**Instructions for the task:** Lay out every line of the records below as a JSON list of strings, one string per line, skipping blank lines. Omit the pictures from the list.

Dataset excerpts on pointing at objects:

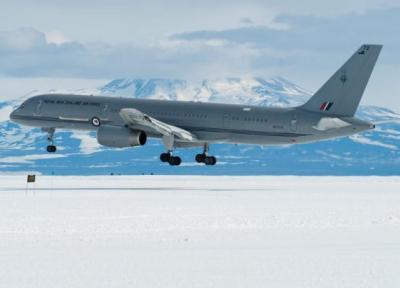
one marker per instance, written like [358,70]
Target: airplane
[124,122]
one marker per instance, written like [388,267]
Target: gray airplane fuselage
[209,122]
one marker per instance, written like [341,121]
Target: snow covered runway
[196,231]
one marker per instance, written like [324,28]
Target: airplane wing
[133,118]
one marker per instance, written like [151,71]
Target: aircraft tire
[200,158]
[165,157]
[210,160]
[175,161]
[51,148]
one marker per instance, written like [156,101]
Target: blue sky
[47,44]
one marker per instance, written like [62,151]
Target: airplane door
[39,106]
[293,123]
[225,120]
[104,111]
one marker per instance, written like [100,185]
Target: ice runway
[195,231]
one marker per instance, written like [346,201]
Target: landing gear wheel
[95,121]
[175,161]
[51,148]
[165,157]
[200,158]
[210,160]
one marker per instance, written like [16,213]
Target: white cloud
[56,37]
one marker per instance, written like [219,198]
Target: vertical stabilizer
[342,93]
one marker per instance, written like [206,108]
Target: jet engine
[120,137]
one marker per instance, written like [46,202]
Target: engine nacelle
[120,137]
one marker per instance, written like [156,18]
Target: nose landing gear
[204,158]
[51,148]
[172,160]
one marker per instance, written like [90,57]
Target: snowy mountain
[373,152]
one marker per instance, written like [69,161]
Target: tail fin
[341,94]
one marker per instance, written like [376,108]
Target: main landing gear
[204,158]
[172,160]
[51,148]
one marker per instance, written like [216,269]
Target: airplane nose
[12,115]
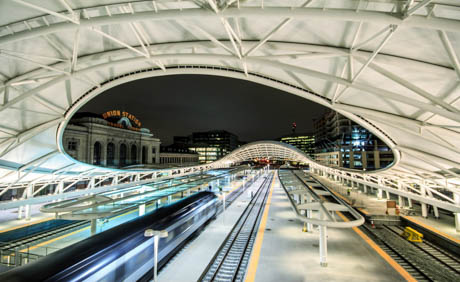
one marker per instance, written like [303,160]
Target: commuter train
[123,253]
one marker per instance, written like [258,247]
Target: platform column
[309,215]
[380,191]
[423,194]
[142,210]
[400,198]
[457,215]
[322,243]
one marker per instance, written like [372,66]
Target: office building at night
[342,143]
[210,145]
[303,141]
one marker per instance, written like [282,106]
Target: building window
[123,153]
[144,155]
[133,154]
[110,154]
[97,153]
[72,145]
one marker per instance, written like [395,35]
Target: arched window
[97,153]
[144,154]
[133,154]
[123,151]
[110,154]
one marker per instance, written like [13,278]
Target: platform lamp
[156,234]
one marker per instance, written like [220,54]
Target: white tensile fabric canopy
[392,66]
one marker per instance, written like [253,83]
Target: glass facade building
[303,141]
[342,143]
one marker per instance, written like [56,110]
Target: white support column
[322,243]
[142,210]
[91,183]
[424,206]
[400,198]
[457,215]
[20,212]
[380,191]
[29,194]
[93,226]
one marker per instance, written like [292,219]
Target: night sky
[181,104]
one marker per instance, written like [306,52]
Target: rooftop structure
[390,66]
[304,141]
[111,140]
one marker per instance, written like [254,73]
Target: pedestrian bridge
[391,66]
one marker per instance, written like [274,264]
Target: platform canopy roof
[390,65]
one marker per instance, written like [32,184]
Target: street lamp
[156,234]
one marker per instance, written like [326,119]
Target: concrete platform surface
[191,261]
[444,225]
[288,254]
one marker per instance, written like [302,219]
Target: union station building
[113,139]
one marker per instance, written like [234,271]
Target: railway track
[231,259]
[449,262]
[396,254]
[23,243]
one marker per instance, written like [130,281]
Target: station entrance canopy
[391,66]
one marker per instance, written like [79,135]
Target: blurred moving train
[123,253]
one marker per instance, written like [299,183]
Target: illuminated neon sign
[122,114]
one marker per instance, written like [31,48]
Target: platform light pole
[156,234]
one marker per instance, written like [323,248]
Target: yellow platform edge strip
[254,261]
[381,252]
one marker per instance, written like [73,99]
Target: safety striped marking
[26,224]
[254,261]
[381,252]
[432,229]
[54,240]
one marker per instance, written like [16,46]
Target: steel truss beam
[386,18]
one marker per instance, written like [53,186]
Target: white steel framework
[390,65]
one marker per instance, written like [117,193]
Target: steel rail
[232,237]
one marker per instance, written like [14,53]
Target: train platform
[9,221]
[369,205]
[282,252]
[193,259]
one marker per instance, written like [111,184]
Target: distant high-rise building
[303,141]
[341,142]
[212,145]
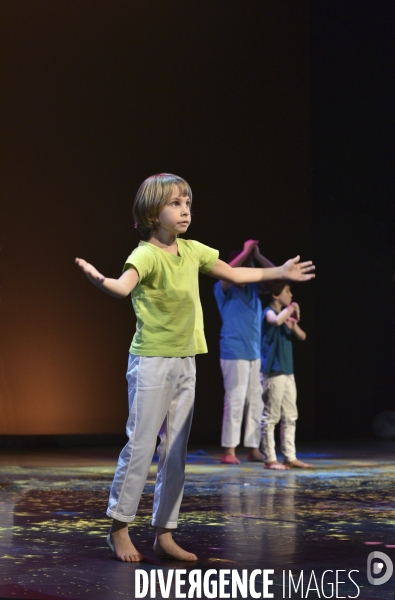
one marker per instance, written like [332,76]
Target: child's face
[175,215]
[285,298]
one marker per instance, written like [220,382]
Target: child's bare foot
[165,547]
[255,456]
[297,464]
[276,466]
[119,542]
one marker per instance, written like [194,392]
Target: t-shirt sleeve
[143,260]
[207,256]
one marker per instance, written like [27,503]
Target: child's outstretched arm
[118,288]
[248,250]
[292,270]
[263,261]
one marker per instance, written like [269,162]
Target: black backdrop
[251,102]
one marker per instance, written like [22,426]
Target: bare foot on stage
[297,464]
[255,456]
[165,547]
[276,466]
[119,542]
[229,459]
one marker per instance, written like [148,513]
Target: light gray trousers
[161,396]
[243,397]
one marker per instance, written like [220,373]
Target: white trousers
[161,396]
[243,396]
[279,405]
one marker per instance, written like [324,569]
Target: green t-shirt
[166,300]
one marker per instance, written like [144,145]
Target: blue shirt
[276,347]
[241,314]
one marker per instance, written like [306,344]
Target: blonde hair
[151,196]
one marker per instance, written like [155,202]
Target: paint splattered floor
[53,523]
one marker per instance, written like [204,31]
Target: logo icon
[376,563]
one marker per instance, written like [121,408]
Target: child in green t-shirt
[162,276]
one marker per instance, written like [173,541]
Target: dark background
[280,116]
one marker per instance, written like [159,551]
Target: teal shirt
[166,299]
[276,347]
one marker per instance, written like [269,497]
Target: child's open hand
[290,323]
[296,314]
[92,274]
[294,270]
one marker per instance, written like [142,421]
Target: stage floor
[330,518]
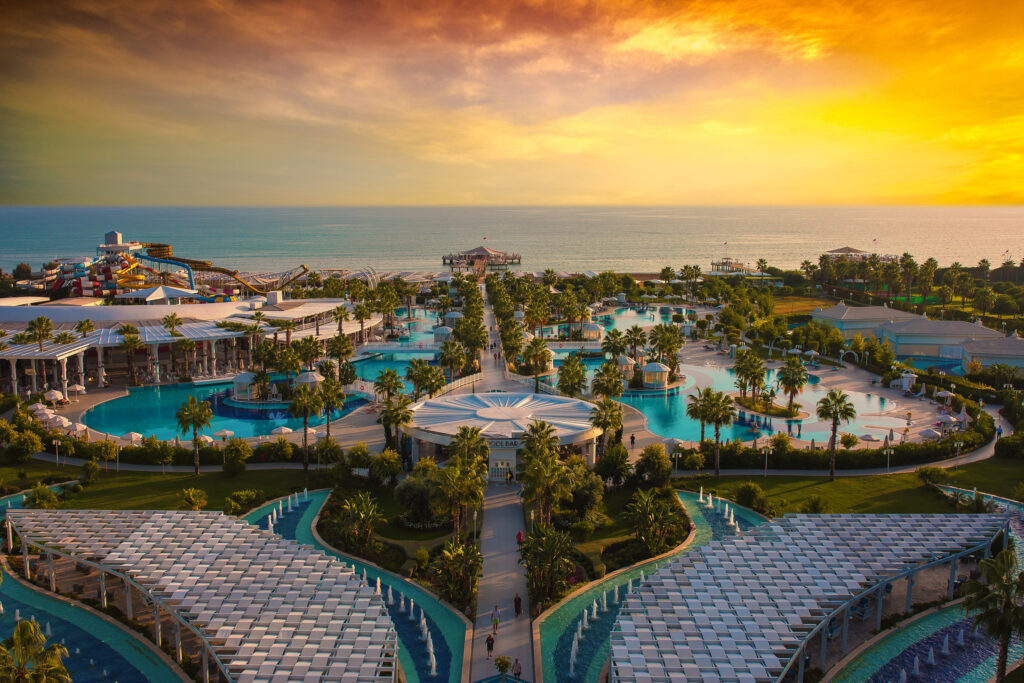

**Solution:**
[
  "one marker per instance, written like [358,70]",
  "Target: airplane",
  "[124,122]",
  "one marker per instance, written like [388,267]",
  "Target: gray airplane fuselage",
  "[209,122]",
  "one marker per instance, written like [341,121]",
  "Target: snow covered runway",
  "[196,231]",
  "one marker per instance, written like [324,28]",
  "Target: airplane wing",
  "[133,118]",
  "one marker per instance, written like [151,71]",
  "Target: aircraft tire",
  "[200,158]",
  "[165,157]",
  "[210,160]",
  "[175,161]",
  "[51,148]",
  "one marker per instance, written like [156,101]",
  "Target: blue sky",
  "[47,44]",
  "one marker per instance, written like [62,151]",
  "Target: airplane door",
  "[39,106]",
  "[293,123]",
  "[225,120]",
  "[104,111]",
  "one marker per instance, written like [100,185]",
  "Target: ice runway",
  "[195,231]",
  "one marker per instance, written like [346,201]",
  "Target: landing gear wheel",
  "[95,121]",
  "[175,161]",
  "[51,148]",
  "[165,157]",
  "[200,158]",
  "[210,160]",
  "one marker per instance, written like [16,213]",
  "Target: white cloud",
  "[56,37]",
  "one marker per instance, written like [219,198]",
  "Target: vertical stabilizer",
  "[342,93]",
  "one marker per instance, written like [206,108]",
  "Target: jet engine",
  "[120,137]",
  "one marker per instance, written like [46,202]",
  "Target: engine nacelle",
  "[120,137]",
  "one marker per instance, written like [156,18]",
  "Target: nose landing gear",
  "[204,158]",
  "[51,148]",
  "[172,160]",
  "one marker per instance, written like [90,57]",
  "Target: snowy mountain",
  "[373,152]",
  "one marker per instance, written like [69,161]",
  "Target: tail fin",
  "[341,94]",
  "one marker per instance, written like [376,108]",
  "Target: main landing gear",
  "[204,158]",
  "[172,160]",
  "[51,148]",
  "one marker per instance, written like [216,269]",
  "Target: airplane nose",
  "[12,115]",
  "one marker per instance, written like [303,160]",
  "Target: commuter train",
  "[123,253]",
  "one marker per instance, written like [258,247]",
  "Target: platform column",
  "[309,215]",
  "[380,191]",
  "[423,194]",
  "[142,210]",
  "[400,198]",
  "[457,215]",
  "[322,243]",
  "one marker per instance, written like [372,66]",
  "Target: office building at night",
  "[342,143]",
  "[210,145]",
  "[303,141]",
  "one marker per instance, written like [282,106]",
  "Target: building window",
  "[123,153]",
  "[144,155]",
  "[133,154]",
  "[110,154]",
  "[97,153]",
  "[72,145]",
  "one marker per instance, written like [395,35]",
  "Target: arched window",
  "[97,153]",
  "[144,154]",
  "[133,154]",
  "[123,151]",
  "[110,154]",
  "one marker per instance, written like [13,278]",
  "Target: platform lamp",
  "[156,234]",
  "one marker per instance, written like [220,54]",
  "Target: white tensile fabric canopy",
  "[392,66]",
  "one marker per instance, written like [253,83]",
  "Target: glass facade building",
  "[303,141]",
  "[342,143]",
  "one marker per instance, written like [56,110]",
  "Target: white support column",
  "[322,243]",
  "[142,210]",
  "[91,183]",
  "[424,206]",
  "[400,198]",
  "[457,215]",
  "[20,212]",
  "[380,191]",
  "[29,194]",
  "[93,226]",
  "one marker per instance, written like [292,219]",
  "Target: night sky",
  "[181,104]",
  "one marker per instance, written like [306,52]",
  "Target: rooftop structure",
  "[390,66]",
  "[304,141]",
  "[111,140]",
  "one marker per instance, written like [254,73]",
  "Target: pedestrian bridge",
  "[391,66]",
  "one marker per instance, written like [274,264]",
  "Target: platform canopy roof",
  "[390,65]",
  "one marker per instance, written like [32,184]",
  "Target: street lamp",
  "[156,234]",
  "one marker per instance, written like [326,119]",
  "Target: concrete platform surface",
  "[191,261]",
  "[444,225]",
  "[288,254]",
  "one marker per instance, written like [302,219]",
  "Target: union station building",
  "[113,139]",
  "one marker per instance, written like [234,271]",
  "Target: railway track",
  "[231,259]",
  "[449,262]",
  "[396,254]",
  "[23,243]",
  "one marker per instance, written like [130,281]",
  "Target: station entrance canopy",
  "[391,66]",
  "one marker per instance, written like [79,135]",
  "Target: blurred moving train",
  "[123,253]",
  "one marker per instance, written like [299,183]",
  "Target: illuminated neon sign",
  "[122,114]",
  "one marker per instance, written like [31,48]",
  "Target: platform light pole",
  "[156,234]",
  "one marker per instance, written like [323,248]",
  "Target: yellow platform edge strip",
  "[254,261]",
  "[381,252]",
  "one marker per instance, written like [73,99]",
  "Target: safety striped marking",
  "[26,224]",
  "[254,261]",
  "[381,252]",
  "[432,229]",
  "[54,240]",
  "one marker per instance, written like [16,46]",
  "Target: steel truss beam",
  "[386,18]",
  "one marker per instance, written like [53,186]",
  "Target: white steel framework",
  "[390,65]",
  "one marker per instance, written like [117,193]",
  "Target: steel rail",
  "[232,237]",
  "one marker per instance, written like [14,53]",
  "Target: train platform",
  "[9,221]",
  "[369,205]",
  "[282,252]",
  "[193,259]",
  "one marker per instance, written like [111,184]",
  "Target: distant high-rise building",
  "[303,141]",
  "[341,142]",
  "[212,145]",
  "one marker per instance, written like [332,76]",
  "Target: child's face",
  "[175,215]",
  "[285,298]",
  "one marker per instance, written like [220,382]",
  "Target: child's bare foot",
  "[165,547]",
  "[255,456]",
  "[297,464]",
  "[276,466]",
  "[119,542]",
  "one marker per instance, written like [194,392]",
  "Target: t-shirt sleeve",
  "[143,260]",
  "[207,256]",
  "one marker per instance, written like [27,503]",
  "Target: child's outstretched arm",
  "[118,288]",
  "[248,250]",
  "[292,270]",
  "[263,261]",
  "one marker per instance, written like [269,162]",
  "Target: black backdrop",
  "[251,102]",
  "one marker per instance, written like [22,426]",
  "Target: bare foot on stage",
  "[297,464]",
  "[255,456]",
  "[165,547]",
  "[276,466]",
  "[119,542]",
  "[229,459]",
  "one marker per instance, written like [148,513]",
  "Target: light gray trousers",
  "[161,396]",
  "[243,397]",
  "one marker per instance, written like [220,373]",
  "Target: white trousers",
  "[161,396]",
  "[243,396]",
  "[279,405]",
  "one marker per instance, written like [324,569]",
  "Target: green t-shirt",
  "[166,300]",
  "one marker per instance, written like [144,145]",
  "Target: blue shirt",
  "[276,347]",
  "[241,314]",
  "one marker per instance, written like [306,344]",
  "Target: blonde hair",
  "[151,196]",
  "one marker per instance, written like [155,202]",
  "Target: paint splattered floor",
  "[53,523]",
  "one marker per instance, written like [204,31]",
  "Target: logo icon",
  "[376,563]",
  "one marker per instance, written like [121,408]",
  "Target: child in green t-shirt",
  "[162,276]",
  "one marker per instance, written like [173,541]",
  "Target: dark background",
  "[280,116]",
  "one marker per instance, written like [159,551]",
  "Target: teal shirt",
  "[166,299]",
  "[276,347]",
  "one marker per instance, written like [269,497]",
  "Target: child's open hand",
  "[290,323]",
  "[296,314]",
  "[92,274]",
  "[294,270]",
  "one marker per instance, written like [142,421]",
  "Target: stage floor",
  "[330,518]"
]